Text

·····

Housekeeping: Sunday’s Founder’s Class will be 3 p.m. ET. Michael Moor will be joining us to discuss the Gold, Oil, Natural Gas, and Bitcoin markets as well as his particular approach to technical analysis. Zoom Link Here. Founders use usual password please. See you tomorrow!
SECTIONS
Market Summary: weekly recap
Precious: analysis
Reports: research
Technicals: active trading levels
Podcasts: GoldFix and Bitcoin
Charts: related markets
Calendar: next week
1. Market Summary
Another disappointing week in equities, but it may possibly be a slowing of the descent into “heck”. Why? Because the tech sector closed strongly on Friday. This even while the Dow sank more than it did the previous week. Why is that possibly good? Because it may be in part a rotation back out of safer stocks and back into Tech to take risk on again. How confident are we; not very yet.
Because if we are wrong, then this is instead a broadening of the selloff as the “safer” stocks are no longer doing well. The tech rally on Friday would then just have been a dead-cat bounce. But it is on our radar. Call it an inflection point for stocks. Here’s the market recap.
All major US equity indices are now lower on the year with the Nasdaq Composite the worst-performer and The Dow the best.
In the last 30 years, only 2009 saw a worse start to the year for the Nasdaq Composite…
The Nasdaq ripped higher Friday to get back to even on the week
Small Caps and The Dow were the week's laggards.
Nasdaq bounce today was AGAIN perfectly off the 200DMA (and The Dow fell back below its 50DMA).
Sectors
Most Banks were battered -with JPM suffering its biggest post-earnings decline in at least 20 years
Goldman, JPMorgan, and Morgan Stanley all dropped into the red for the year. (2)
Meanwhile, WFC is up almost 20% YTD (2)
More than 36% of the stocks in the Nasdaq are down at least 50% from their 52-week highs (1)
Discretionary spending on home improvement and restaurants got hit (3)
Energy stocks did well again directly as beneficiaries of higher oil. (4)
Notable is that Exxon’s dividend is still in the 5% area even after a strong couple months. (4)
If rotation out of tech and into shorter duration inflationary hedges continues, it might hold up well.
Defensives and Cyclicals both ended down just short of 1% on the week with Cyclicals playing the high vol ride.

·····

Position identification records
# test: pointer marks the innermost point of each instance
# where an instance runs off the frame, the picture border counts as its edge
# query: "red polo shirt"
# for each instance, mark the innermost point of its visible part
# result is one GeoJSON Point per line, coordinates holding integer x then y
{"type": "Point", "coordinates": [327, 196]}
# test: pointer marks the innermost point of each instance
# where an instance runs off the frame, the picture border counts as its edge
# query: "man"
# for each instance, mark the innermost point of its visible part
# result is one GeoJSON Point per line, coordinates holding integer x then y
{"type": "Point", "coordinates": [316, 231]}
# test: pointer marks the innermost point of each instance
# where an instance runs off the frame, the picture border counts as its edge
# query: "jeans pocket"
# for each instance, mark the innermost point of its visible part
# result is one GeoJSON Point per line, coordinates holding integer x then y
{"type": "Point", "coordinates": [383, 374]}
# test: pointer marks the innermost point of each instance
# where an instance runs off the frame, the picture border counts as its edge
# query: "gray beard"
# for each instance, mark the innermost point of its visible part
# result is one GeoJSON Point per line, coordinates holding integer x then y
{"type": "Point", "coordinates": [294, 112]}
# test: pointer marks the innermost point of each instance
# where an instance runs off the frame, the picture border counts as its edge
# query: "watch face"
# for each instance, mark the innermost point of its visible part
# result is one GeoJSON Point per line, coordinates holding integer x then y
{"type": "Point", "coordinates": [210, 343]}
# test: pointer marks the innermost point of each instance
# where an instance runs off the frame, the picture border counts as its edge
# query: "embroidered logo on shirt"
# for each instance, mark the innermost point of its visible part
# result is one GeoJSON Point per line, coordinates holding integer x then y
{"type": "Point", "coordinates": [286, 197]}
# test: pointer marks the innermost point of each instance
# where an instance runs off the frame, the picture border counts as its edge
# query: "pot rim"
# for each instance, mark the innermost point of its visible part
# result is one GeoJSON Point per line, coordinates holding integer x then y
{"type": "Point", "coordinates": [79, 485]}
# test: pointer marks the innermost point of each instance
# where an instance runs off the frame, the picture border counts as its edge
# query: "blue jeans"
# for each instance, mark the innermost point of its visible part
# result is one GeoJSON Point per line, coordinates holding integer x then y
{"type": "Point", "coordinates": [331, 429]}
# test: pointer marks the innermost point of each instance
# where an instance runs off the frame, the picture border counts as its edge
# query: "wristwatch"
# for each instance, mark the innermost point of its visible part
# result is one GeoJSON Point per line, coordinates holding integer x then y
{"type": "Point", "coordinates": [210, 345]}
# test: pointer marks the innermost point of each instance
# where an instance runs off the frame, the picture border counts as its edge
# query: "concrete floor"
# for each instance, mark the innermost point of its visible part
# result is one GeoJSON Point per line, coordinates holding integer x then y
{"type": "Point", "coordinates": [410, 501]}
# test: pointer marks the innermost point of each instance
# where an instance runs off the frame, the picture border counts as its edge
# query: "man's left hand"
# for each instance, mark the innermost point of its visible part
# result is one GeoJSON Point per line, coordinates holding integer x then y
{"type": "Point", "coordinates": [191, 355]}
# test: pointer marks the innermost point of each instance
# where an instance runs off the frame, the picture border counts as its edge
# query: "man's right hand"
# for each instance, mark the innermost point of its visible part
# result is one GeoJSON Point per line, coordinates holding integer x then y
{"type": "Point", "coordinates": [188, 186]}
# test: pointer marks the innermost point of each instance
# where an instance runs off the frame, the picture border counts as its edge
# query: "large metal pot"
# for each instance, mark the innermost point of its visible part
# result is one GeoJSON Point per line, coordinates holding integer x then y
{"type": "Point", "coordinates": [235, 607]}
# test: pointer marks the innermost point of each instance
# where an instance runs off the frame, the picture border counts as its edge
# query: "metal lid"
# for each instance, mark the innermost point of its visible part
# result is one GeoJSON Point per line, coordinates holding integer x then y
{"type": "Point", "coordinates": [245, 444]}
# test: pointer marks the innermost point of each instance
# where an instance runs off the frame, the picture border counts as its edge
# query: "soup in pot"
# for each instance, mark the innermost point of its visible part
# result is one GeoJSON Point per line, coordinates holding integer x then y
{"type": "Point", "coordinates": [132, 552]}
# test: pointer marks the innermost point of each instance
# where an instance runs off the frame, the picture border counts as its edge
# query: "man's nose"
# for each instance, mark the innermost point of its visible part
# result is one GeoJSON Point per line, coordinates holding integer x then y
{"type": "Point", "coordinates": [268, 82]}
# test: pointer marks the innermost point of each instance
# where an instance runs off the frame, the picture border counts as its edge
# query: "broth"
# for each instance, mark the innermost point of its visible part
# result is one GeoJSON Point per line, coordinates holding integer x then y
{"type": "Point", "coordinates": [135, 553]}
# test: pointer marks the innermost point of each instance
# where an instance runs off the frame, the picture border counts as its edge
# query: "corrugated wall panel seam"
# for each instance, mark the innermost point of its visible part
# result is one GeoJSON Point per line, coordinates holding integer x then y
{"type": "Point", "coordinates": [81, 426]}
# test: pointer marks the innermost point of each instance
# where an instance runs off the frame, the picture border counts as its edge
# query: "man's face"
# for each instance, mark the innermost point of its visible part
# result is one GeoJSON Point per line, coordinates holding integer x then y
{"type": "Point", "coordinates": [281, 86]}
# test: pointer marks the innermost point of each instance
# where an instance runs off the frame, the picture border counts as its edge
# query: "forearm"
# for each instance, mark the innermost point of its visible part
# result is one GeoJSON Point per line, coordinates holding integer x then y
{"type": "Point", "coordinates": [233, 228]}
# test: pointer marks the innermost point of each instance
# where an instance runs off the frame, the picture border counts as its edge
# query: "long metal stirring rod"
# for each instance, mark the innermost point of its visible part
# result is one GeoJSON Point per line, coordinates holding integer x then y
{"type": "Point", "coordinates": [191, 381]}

·····

Exercise requirements
1. In the weekly market recap, which major US equity index is the worst performer on the year?
2. Extend the weekly market recap, starting after its final sentence.

Responses by task
1. The Nasdaq Composite.

2.
Speculatively speaking, shorting tech and buying value/ nat resources is what has worked for 4 months running. From last week’s Premium Report
Frankly, we think the big boys have been positioning themselves for this the past 4 months. That doesn’t mean rebalancing is a bad idea. It means it is possibly a good idea now. But it was definitely a better one 4 months ago
Tech stocks continued to be bashed relative to value as the rebalancing we discussed at length last week did in fact start to take hold. But worse is that tech stocks that are not yet profitable continued to get punished. Unicorns suffered.
ZH writes:
The longest-duration
,
hyper-growth and non-profitable tech companies crashed further this week, now down a shocking 49% from record highs in Feb 2021 (down 7 of the last 9 weeks)...
There’s that word again; Duration. From The Rise of Duration section last week:
Duration in stocks is a relatively new thing. Generally speaking, growth and tech stocks are perceived as longer duration. Value stocks, whatever that actually means these days, are seen as short duration.
Stocks are overvalued but bonds are as well. Therefore we (Goldman) want you to buy less overvalued (undervalued?) stocks that have solid dividends. Get out of your tech stocks.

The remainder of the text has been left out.